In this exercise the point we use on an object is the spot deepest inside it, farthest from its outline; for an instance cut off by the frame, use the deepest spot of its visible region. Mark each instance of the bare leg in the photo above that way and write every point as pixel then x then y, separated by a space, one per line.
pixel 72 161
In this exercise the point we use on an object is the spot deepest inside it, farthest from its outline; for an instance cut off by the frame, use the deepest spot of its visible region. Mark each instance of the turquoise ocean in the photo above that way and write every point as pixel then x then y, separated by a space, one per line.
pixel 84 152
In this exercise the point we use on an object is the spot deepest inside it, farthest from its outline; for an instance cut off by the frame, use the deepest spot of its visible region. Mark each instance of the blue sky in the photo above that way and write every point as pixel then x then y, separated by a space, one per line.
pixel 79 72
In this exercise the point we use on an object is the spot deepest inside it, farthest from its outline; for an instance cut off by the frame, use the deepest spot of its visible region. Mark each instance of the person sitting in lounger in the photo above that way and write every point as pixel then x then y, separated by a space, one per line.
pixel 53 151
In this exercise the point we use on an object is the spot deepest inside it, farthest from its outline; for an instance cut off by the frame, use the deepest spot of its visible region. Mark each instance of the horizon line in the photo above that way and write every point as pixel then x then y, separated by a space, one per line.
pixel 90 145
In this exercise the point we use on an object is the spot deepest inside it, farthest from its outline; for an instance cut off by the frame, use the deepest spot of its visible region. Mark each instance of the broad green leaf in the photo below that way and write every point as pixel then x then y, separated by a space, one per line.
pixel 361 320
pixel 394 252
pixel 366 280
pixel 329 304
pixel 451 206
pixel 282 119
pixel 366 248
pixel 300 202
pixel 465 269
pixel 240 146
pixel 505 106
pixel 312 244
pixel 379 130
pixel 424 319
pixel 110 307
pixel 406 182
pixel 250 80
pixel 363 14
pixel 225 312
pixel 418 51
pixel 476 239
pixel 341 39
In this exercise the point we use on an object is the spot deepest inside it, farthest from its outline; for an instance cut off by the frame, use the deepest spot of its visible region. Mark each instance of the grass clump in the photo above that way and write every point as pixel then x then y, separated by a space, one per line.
-*-
■ **Work to complete**
A word-for-word restatement of the records above from the line containing "of the broad" to their final line is all the answer should hold.

■ **Task answer**
In this exercise the point we use on an object is the spot deepest inside it, farthest from its outline; for an instance cut off by the frame, use the deepest spot of its visible region. Mark each instance of the broad green leaf in the photo below that way and write every point as pixel then x then y, separated by a space, one per line.
pixel 361 320
pixel 394 252
pixel 366 280
pixel 329 304
pixel 451 206
pixel 282 119
pixel 366 248
pixel 300 202
pixel 465 269
pixel 240 146
pixel 505 106
pixel 312 244
pixel 379 130
pixel 424 319
pixel 110 307
pixel 406 182
pixel 250 80
pixel 363 14
pixel 225 312
pixel 418 51
pixel 476 239
pixel 341 39
In this exercise the point we use on an object is the spot deepest inside it, farthest from its outline; for an instance cut off by the frame, use the deepest spot of its visible region. Mark each instance of the grass clump in the photo above that way and write every point as pixel then x then y, separated by a space, one per line.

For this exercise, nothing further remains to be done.